**What to work on:**
Copy out all of the entries below in full, with every bounding-box coordinate shifted up by 147. Leave the pictures out.

**Material provided:**

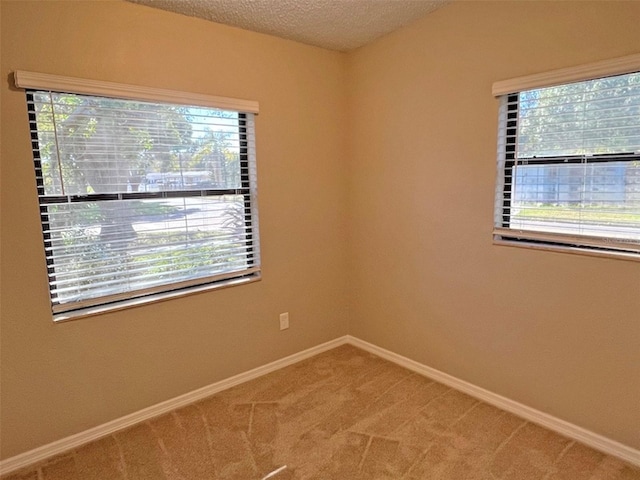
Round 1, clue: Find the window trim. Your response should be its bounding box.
[492,54,640,262]
[13,71,261,322]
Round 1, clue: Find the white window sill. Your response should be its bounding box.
[493,236,640,262]
[53,273,261,323]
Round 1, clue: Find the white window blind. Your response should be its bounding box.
[20,71,260,314]
[494,69,640,255]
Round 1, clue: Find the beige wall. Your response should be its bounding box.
[0,0,348,458]
[0,0,640,458]
[349,2,640,448]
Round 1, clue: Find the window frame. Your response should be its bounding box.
[492,54,640,261]
[14,71,261,322]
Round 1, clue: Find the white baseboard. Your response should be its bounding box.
[0,336,347,475]
[347,335,640,466]
[0,335,640,475]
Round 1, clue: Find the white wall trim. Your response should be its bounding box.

**Full output:**
Round 1, clue: Find the window trim. Your response should be its bounding box.
[639,201,787,409]
[160,218,408,469]
Round 1, clue: Find the white window sill. Your response should be its bounding box.
[640,383,787,409]
[200,420,408,470]
Round 1, clue: Find the white window blind. Your response should be its bounding box.
[167,218,407,461]
[641,216,787,402]
Round 1, clue: Find the beige wall. Your response should be its bounding box.
[147,147,495,605]
[147,147,787,605]
[496,149,787,595]
Round 1, clue: Find the window frame. Your response should be its bounding box.
[639,201,787,408]
[161,218,408,469]
Round 1, clue: Find the white baseboard. Your response should be its bounding box.
[147,483,494,622]
[494,482,787,613]
[147,482,787,622]
Round 1, clue: Find the white wall trim. Your response should be its bounding box.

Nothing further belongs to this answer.